**Exercise aim**
Every line below must be reproduced exactly. Copy them all.

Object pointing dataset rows
········

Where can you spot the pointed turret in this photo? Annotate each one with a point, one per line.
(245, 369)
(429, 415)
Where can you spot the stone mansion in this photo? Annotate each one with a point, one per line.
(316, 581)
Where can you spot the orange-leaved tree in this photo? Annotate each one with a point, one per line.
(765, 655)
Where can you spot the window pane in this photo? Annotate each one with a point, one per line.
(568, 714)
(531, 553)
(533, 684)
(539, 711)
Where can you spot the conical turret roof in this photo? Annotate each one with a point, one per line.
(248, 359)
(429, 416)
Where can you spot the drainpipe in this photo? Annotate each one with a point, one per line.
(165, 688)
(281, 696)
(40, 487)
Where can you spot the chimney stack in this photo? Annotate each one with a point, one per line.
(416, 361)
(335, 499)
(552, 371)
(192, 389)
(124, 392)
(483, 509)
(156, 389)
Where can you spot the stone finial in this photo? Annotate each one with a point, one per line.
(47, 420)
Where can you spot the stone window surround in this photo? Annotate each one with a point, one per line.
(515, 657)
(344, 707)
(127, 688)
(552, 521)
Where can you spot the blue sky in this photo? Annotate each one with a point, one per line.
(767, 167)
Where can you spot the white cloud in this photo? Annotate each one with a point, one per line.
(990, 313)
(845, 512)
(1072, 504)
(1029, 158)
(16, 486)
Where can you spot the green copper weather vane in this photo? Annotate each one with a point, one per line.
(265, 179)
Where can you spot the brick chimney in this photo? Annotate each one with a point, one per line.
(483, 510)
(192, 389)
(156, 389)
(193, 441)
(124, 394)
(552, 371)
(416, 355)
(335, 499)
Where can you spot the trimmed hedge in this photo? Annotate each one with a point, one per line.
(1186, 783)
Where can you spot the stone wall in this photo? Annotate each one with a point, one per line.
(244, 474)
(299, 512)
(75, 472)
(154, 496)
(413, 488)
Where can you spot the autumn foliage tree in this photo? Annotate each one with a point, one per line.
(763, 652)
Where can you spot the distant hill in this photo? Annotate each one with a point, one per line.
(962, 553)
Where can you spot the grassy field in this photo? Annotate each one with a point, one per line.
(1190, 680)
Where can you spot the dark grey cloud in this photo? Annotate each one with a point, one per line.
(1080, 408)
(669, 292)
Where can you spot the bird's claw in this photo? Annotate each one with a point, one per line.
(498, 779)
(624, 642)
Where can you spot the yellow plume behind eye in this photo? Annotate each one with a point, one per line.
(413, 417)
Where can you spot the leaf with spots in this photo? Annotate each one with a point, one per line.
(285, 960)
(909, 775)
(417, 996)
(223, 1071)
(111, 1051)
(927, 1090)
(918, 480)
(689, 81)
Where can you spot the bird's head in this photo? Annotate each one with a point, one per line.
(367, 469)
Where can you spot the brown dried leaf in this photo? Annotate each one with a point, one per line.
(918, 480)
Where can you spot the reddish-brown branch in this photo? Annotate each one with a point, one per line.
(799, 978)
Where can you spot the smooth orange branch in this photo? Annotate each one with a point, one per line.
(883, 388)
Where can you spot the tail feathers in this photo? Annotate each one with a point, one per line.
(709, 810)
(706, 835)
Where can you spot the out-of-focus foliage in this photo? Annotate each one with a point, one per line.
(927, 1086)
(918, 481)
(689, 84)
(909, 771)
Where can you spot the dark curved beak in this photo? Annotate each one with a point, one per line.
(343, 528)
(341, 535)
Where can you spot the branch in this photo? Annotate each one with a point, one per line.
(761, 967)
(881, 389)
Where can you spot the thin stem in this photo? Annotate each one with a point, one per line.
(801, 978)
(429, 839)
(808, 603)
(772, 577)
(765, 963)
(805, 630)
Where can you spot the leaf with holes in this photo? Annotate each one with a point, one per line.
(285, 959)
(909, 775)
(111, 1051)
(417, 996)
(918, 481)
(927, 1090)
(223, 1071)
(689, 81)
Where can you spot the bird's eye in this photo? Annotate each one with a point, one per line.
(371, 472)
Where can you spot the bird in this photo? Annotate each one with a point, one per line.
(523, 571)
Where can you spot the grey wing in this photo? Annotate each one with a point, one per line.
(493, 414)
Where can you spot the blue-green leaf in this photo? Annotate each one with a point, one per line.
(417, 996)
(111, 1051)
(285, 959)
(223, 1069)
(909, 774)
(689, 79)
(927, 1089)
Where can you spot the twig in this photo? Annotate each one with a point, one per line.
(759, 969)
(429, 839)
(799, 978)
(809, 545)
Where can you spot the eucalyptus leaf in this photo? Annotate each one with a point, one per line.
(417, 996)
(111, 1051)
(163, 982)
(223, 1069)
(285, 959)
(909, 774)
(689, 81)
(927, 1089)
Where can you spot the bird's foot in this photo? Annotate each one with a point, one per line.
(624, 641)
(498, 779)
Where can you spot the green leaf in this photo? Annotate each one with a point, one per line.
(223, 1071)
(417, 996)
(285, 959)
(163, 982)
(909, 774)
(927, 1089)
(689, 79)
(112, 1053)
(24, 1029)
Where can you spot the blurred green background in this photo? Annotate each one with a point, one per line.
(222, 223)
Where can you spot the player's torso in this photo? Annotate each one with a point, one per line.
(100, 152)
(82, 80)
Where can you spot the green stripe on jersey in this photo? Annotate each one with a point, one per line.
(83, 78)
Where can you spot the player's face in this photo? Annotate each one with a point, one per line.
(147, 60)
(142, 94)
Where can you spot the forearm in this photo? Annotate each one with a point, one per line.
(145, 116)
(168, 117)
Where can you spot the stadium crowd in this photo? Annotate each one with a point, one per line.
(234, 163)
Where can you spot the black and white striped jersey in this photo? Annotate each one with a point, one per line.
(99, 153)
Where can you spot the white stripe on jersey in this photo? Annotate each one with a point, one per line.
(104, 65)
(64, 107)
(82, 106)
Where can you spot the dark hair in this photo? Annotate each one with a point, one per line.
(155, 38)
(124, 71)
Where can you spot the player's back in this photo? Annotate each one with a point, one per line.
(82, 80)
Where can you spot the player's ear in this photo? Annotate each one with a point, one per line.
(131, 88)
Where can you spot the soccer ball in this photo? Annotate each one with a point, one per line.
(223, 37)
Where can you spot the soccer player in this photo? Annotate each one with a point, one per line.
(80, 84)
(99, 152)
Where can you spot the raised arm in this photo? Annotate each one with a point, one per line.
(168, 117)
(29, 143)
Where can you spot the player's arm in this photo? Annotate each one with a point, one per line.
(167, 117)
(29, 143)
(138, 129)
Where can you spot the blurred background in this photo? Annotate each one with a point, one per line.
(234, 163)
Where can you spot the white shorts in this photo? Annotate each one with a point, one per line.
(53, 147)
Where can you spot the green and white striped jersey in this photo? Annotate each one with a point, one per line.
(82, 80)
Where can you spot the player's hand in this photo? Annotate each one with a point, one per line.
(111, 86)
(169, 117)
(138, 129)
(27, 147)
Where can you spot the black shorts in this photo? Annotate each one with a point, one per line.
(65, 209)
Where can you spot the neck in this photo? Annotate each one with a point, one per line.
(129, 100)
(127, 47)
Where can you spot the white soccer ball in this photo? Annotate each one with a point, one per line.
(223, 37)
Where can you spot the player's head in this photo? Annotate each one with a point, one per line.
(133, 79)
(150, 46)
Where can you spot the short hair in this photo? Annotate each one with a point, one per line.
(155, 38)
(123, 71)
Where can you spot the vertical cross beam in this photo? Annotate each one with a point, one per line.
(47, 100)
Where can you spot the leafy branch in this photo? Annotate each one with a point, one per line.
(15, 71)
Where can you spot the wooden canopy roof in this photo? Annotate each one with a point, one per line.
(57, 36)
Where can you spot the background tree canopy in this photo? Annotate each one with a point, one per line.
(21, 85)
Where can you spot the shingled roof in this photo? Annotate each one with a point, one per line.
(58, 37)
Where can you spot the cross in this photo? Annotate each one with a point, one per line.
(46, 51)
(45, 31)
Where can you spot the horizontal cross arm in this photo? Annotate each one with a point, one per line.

········

**Expected answer**
Where can you spot the pointed turret in this photo? Annotate each one with a point, one per line.
(245, 369)
(429, 415)
Where can you spot the stone mansion in this photo? Annotate each one with a point, one per line.
(316, 581)
Where can you spot the orange-leaved tree in this photo? Annotate each one with a point, one per line.
(765, 655)
Where can you spot the window pane in this photo? Annotate each one with a point, one per line.
(568, 714)
(531, 553)
(533, 684)
(539, 711)
Where can you spot the conical turret roof in this photo? Annotate each one with a point, one per line.
(248, 359)
(429, 416)
Where can you spot the drainpipe in this photo? Annotate each one with a point, one per line.
(165, 688)
(281, 696)
(40, 487)
Where can you spot the chimney stack in this photo? Annotate each one with a point, one per line.
(416, 361)
(335, 499)
(552, 371)
(192, 389)
(124, 392)
(483, 509)
(156, 389)
Where can you spot the stone finial in this photo? Annotate each one with a point, one per line.
(47, 420)
Where can you spot the stone window surround in this photo? Annotate each one with a point, one per line.
(515, 657)
(344, 707)
(127, 688)
(552, 521)
Where can you spot the blue sky in this photo? Annotate each one with a point, one per line.
(767, 167)
Where can you spot the white cloud in this photo? Annotate each one with a point, one per line.
(990, 313)
(845, 512)
(1072, 504)
(1029, 158)
(16, 486)
Where can you spot the green copper weather vane in this photo? Annotate each one with a point, one per line.
(265, 179)
Where can you spot the brick chimney in this photo? Annotate each one with a point, one per line.
(483, 510)
(192, 389)
(156, 389)
(193, 441)
(124, 394)
(552, 371)
(416, 355)
(335, 499)
Where can you spot the trimmed hedge in this photo? Annotate each one with a point, one per line.
(1186, 783)
Where can you spot the stone wall in this photo? Annotate each one with a point, one per line.
(244, 474)
(299, 512)
(75, 472)
(154, 496)
(413, 488)
Where can you spot the autumn foliage tree in this photo? Annotate each one with a point, one per line.
(763, 652)
Where can you spot the distant hill in this photo? Annotate each one with a point, one per line.
(962, 553)
Where can you spot the grassy field in this photo? Annotate each one with a point, one per line.
(1190, 680)
Where can you spot the dark grey cloud in this photo? Annotate each one with a point, one per line.
(1080, 408)
(669, 292)
Where can you spot the bird's claw in this photo? Annotate each one with a point, one per line.
(498, 779)
(624, 642)
Where can you spot the yellow plume behind eye in this photo? Annotate each one with a point, one per line.
(413, 417)
Where can you spot the leaf with spots in this photo? Annotate each one with a point, one per line.
(285, 960)
(909, 775)
(417, 996)
(223, 1071)
(111, 1051)
(927, 1090)
(918, 480)
(689, 81)
Where can you spot the bird's head in this photo? Annotate each one with a point, one per line.
(367, 469)
Where can you spot the brown dried leaf in this photo? Annotate each one with a point, one per line.
(918, 480)
Where can you spot the reddish-brown branch in this photo? Annotate each one with a point, one per line.
(799, 978)
Where can you spot the smooth orange branch in this photo? Annotate each one with a point, one per line.
(883, 388)
Where can you spot the tail feathers in this photo? Annotate each one with a point, one per line.
(709, 810)
(706, 835)
Where can you spot the out-of-focus foliage in this photo? Annotate each one with a point, one per line.
(927, 1086)
(918, 481)
(689, 84)
(909, 771)
Where can you spot the dark curved beak in this photo? Annotate each one with a point, one per line.
(343, 528)
(341, 535)
Where can you spot the branch in this photo? Annotate each one with a point, one per line.
(761, 967)
(881, 389)
Where can you spot the thin stem in this photo? Annotate each one with a point, one per line.
(801, 978)
(429, 839)
(808, 603)
(772, 577)
(765, 963)
(805, 630)
Where can you spot the leaf with holes in this photo? Annotate each one with a point, one per line.
(285, 959)
(909, 775)
(111, 1051)
(417, 996)
(918, 481)
(927, 1090)
(223, 1071)
(689, 81)
Where can you spot the bird's eye in this photo? Annotate each one with a point, one per line.
(371, 472)
Where can you spot the bird in this photo? Annotate each one with a point, one per line.
(523, 571)
Where can you spot the grey wing in this photo? Annotate each one with a point, one per line.
(493, 414)
Where can you spot the blue-green leaf in this photo? Annotate each one with a point, one per line.
(417, 996)
(111, 1051)
(285, 959)
(223, 1069)
(909, 774)
(689, 79)
(927, 1089)
Where can you spot the twig in this photo? Annotate each one with a point, one per line.
(759, 969)
(429, 839)
(799, 978)
(809, 545)
Where can you spot the eucalyptus leaf in this photo? Annotate each one with a point, one per line.
(417, 996)
(111, 1051)
(163, 982)
(223, 1069)
(285, 959)
(909, 774)
(689, 81)
(927, 1089)
Where can you spot the bird's foot in this photo? Annotate each one with a point, one per line.
(624, 641)
(498, 779)
Where can you spot the green leaf in this photo? Annotate each one with a point, one per line.
(223, 1071)
(417, 996)
(285, 959)
(163, 982)
(909, 774)
(927, 1089)
(689, 79)
(112, 1053)
(24, 1029)
Where can you spot the blurred green background in this photo? Annotate each one with a point, one per line.
(222, 223)
Where can you spot the player's torso in this photo? Annotate each one with a point, one per line.
(100, 152)
(82, 80)
Where can you spot the green stripe on jersey in this photo? Annotate each one with a point, one per line.
(83, 78)
Where can you spot the player's face in this photo? Annotate each one with a point, one per line.
(147, 60)
(142, 94)
Where can you spot the forearm in this photo? Annotate each one with a point, one per line.
(145, 116)
(168, 117)
Where can you spot the stadium crowd in this photo? Annotate each one with a point, one per line.
(234, 163)
Where can you spot the black and white striped jersey in this photo? Annotate each one with a point, one per line.
(99, 153)
Where can you spot the white stripe on jersey in this photo? Annotate each one with a point, one per line.
(104, 65)
(64, 107)
(82, 106)
Where can you spot the dark hair in this photo? Annotate each one with a point, one per line.
(155, 38)
(124, 71)
Where can you spot the player's back in this photo? Annotate each one with a point, one per line.
(82, 80)
Where can you spot the player's ear in this photo? Annotate each one with a point, one per line.
(131, 88)
Where can you spot the soccer ball in this photo? Annotate each one with a point, one per line.
(223, 37)
Where can you spot the soccer player in this photo? Annotate each one with a point, one per line.
(80, 84)
(99, 152)
Where can you spot the raised arm in this photo? Annotate each one with a point, one per line.
(168, 117)
(29, 143)
Where can you spot the player's arm in this photo? Annotate each one with a point, one per line.
(167, 117)
(29, 143)
(138, 129)
Where can you spot the blurred background in this photo? Annotate each one with a point, one per line.
(234, 163)
Where can you spot the white shorts in this photo? Annotate each one with a point, one per line.
(53, 147)
Where can you spot the green and white striped jersey in this photo? Annotate each one with a point, one per line.
(82, 80)
Where can you spot the player's hand in this photo? Annotate each one with a point, one per line.
(111, 86)
(169, 117)
(138, 129)
(27, 147)
Where can you spot the black shorts in this photo? Annotate each one with a point, one per line.
(65, 209)
Where can you spot the neck in this photo? Annotate each one with a point, one per line.
(129, 100)
(127, 47)
Where can you spot the white soccer ball in this photo? Annotate each one with a point, one per line.
(223, 37)
Where can you spot the player's head in this photo? Annotate each one with a point, one per line.
(133, 79)
(150, 46)
Where can you spot the short hair in this photo? Annotate each one with a point, one per line.
(155, 38)
(123, 71)
Where can you spot the vertical cross beam in this photo? Annotate each one with a point, one per line.
(47, 100)
Where can you spot the leafy branch in this photo? Annotate each one with a point, one per line.
(15, 71)
Where can you spot the wooden canopy roof in this photo? Annotate each one with a point, one per line.
(57, 36)
Where can you spot the background tree canopy in this photo? Annotate each one with a point, one per line.
(21, 85)
Where can you spot the shingled roof in this photo? Annotate each one with a point, one per line.
(58, 37)
Where can you spot the cross in this photo? Annotate each one with a point, one per line.
(46, 51)
(45, 31)
Where can you spot the horizontal cross arm in this photo? Annotate each one with a point, one per line.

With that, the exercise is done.